## Tujuan Latihan
Tolong sajikan daftar mulai dari baris yang memuat "Query string: bus windshield" dan berakhir pada baris yang memuat "[521,327,958,379]", keduanya ikut, sebagai CSV dua kolom bernama teks dan jawaban. Buat satu baris CSV untuk setiap teks beserta jawabannya, masing-masing dalam satu field berkutip, dengan jeda baris diganti spasi.

[Data mentah]
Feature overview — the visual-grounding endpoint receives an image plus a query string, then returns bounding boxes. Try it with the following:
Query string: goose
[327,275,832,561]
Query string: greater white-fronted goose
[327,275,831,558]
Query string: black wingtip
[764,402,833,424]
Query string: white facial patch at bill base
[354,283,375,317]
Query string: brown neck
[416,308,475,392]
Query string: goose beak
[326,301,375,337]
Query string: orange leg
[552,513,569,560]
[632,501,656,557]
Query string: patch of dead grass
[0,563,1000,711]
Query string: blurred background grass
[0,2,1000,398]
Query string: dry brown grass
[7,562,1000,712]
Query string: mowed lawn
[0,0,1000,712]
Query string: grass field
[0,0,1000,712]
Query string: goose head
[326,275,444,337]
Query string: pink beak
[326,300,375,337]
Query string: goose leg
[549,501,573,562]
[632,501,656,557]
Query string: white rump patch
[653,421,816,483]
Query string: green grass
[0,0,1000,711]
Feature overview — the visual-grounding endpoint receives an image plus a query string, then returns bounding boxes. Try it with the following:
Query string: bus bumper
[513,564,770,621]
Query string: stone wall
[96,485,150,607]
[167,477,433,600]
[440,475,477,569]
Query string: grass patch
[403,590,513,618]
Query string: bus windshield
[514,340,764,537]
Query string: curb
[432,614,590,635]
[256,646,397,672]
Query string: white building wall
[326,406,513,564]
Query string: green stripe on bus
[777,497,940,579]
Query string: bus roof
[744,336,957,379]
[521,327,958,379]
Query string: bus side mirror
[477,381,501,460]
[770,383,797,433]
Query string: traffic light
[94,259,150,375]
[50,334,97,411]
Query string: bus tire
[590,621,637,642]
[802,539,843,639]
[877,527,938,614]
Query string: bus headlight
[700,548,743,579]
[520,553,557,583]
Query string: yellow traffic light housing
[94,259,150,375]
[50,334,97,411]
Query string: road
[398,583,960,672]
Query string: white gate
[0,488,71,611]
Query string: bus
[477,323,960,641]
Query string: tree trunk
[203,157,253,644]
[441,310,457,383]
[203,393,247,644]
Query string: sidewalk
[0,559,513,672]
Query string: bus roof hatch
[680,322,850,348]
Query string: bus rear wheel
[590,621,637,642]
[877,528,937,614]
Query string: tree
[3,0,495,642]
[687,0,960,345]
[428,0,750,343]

## Hasil Tugas
teks,jawaban
"Query string: bus windshield","[514,340,764,537]"
"Query string: curb","[432,614,590,635] [256,646,397,672]"
"Query string: white building wall","[326,406,513,564]"
"Query string: green stripe on bus","[777,497,940,579]"
"Query string: bus roof","[744,336,957,379] [521,327,958,379]"